Естественно, что новое понимание натуры вело к пересмотру средств ее изображения. Во-первых, Брюллов наставлял учеников для каждой натуры выбирать особую манеру, отвечающую ее особенностям. Необходимо, чтобы «карандаш бегал по воле мысли: мысль перевернется и карандаш должен перевернуться. Мысль и рисунок — это муж и жена. Чувство сеет в художнике мысль, рисунок рождает ее, одно без другого немо и бесплодно», — говорил он. Он призывал не только к виртуозному владению рисунком — как скрипач смычком, — но, по словам Ге, «ввел у нас живой рисунок, т. е. поглощение всех частей общей формой. В этой форме могло проявиться живое движение характера фигуры. Этого прежде не было». От колорита он требовал естественности, учил, как достичь того, чтобы «в живописи не видно было красок», чтобы краска превратилась в естественный цвет, в плоть натурального предмета.
В полном соответствии с новым пониманием натуры учил Брюллов относиться и к наследию великих мастеров прошлого. «Не обезьяньте меня», — повторял он ученикам неустанно. Так же категорично выступал он против подражания великим мастерам. Художник обязан изучить наследие, но «передразнивать» никого из древних не может, истинный художник все должен найти в себе самом, ступающий след в след за самым великим никогда не окажется впереди… «Почему искусство пало? — часто говорил Брюллов. — Потому что за мерило прекрасного в композиции взяли одного мастера, в колорите другого и пр., сделали из этих художников каких-то недосягаемых богов, пустились подражать им, забыв, что сами живут в другой век, имеющий другие идеи и интересы, что сами имеют свой собственный ум и чувство, а потому ни Рафаэлями, ни Тицианами не вышли, а вышли жалкими обезьянами». Снова лейтмотивом мысли учителя звучит все та же идея: искусство мертво, если не отражает духа, мыслей, интересов своего времени. Анализируя вместе с учениками работу Веласкеса или Рубенса, он не только останавливался на мастерстве приемов, но — и это было увлекательно ново — умел заставить за изображением увидеть ту живую натуру, которая была когда-то перед глазами мастера. «Рисунок греков именно оттого и был хорош, что они подмечали красоту в самой натуре, а новейшие художники уступают им, потому что ищут красоты более в статуях, чем в натуре», — после такого наставления у молодых людей просыпалось воображение, великое творение великого мастера уже не представлялось лишь недосягаемым шедевром, образцом виртуозных приемов. Глазами воображения они видели словно бы ожившего художника и окружавшую его живую жизнь, натуру, которая когда-то стояла перед ним. Творение искусства становилось окном в жизнь.

════════════════

§ Задание A
Измените записи, начиная со строки с «In the image provided above, locate right» и до конца записей включительно: замените «car hood» на «vehicle hood», а всё остальное оставьте как есть.

════════════════

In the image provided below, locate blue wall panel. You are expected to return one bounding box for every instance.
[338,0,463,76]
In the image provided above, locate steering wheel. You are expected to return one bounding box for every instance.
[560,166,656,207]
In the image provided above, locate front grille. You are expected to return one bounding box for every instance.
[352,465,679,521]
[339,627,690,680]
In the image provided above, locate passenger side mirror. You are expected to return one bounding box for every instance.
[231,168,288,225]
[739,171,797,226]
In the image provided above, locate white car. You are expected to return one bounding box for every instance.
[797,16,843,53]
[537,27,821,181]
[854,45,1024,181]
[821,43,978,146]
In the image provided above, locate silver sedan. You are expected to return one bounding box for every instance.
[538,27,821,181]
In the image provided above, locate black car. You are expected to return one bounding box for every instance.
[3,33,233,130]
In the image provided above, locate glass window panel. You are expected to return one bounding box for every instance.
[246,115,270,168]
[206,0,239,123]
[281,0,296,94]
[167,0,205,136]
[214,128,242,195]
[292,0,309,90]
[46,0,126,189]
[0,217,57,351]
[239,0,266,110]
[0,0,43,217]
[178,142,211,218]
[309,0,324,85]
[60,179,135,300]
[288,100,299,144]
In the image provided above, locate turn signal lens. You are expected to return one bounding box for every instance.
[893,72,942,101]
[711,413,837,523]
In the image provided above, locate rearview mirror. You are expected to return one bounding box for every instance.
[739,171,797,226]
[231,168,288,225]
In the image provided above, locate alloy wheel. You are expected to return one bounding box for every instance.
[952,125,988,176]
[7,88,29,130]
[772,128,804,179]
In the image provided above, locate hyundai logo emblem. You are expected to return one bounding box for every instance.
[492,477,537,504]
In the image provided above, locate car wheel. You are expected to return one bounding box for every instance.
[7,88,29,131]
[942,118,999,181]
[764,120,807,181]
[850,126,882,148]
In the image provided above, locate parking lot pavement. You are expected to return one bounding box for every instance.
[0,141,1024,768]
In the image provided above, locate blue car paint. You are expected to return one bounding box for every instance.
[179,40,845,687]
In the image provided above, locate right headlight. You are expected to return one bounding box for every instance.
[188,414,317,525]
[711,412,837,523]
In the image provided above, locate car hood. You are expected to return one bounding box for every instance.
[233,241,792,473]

════════════════

§ Задание B
Процитируйте без изменений отрывок текста о Брюллове от слов «Естественно, что новое» до слов «плоть натурального предмета.» включительно.

§ Готовый ответ A
In the image provided above, locate right headlight. You are expected to return one bounding box for every instance.
[188,414,317,525]
[711,412,837,523]
In the image provided above, locate vehicle hood. You are expected to return one bounding box for every instance.
[233,241,792,473]

§ Готовый ответ B
Естественно, что новое понимание натуры вело к пересмотру средств ее изображения. Во-первых, Брюллов наставлял учеников для каждой натуры выбирать особую манеру, отвечающую ее особенностям. Необходимо, чтобы «карандаш бегал по воле мысли: мысль перевернется и карандаш должен перевернуться. Мысль и рисунок — это муж и жена. Чувство сеет в художнике мысль, рисунок рождает ее, одно без другого немо и бесплодно», — говорил он. Он призывал не только к виртуозному владению рисунком — как скрипач смычком, — но, по словам Ге, «ввел у нас живой рисунок, т. е. поглощение всех частей общей формой. В этой форме могло проявиться живое движение характера фигуры. Этого прежде не было». От колорита он требовал естественности, учил, как достичь того, чтобы «в живописи не видно было красок», чтобы краска превратилась в естественный цвет, в плоть натурального предмета.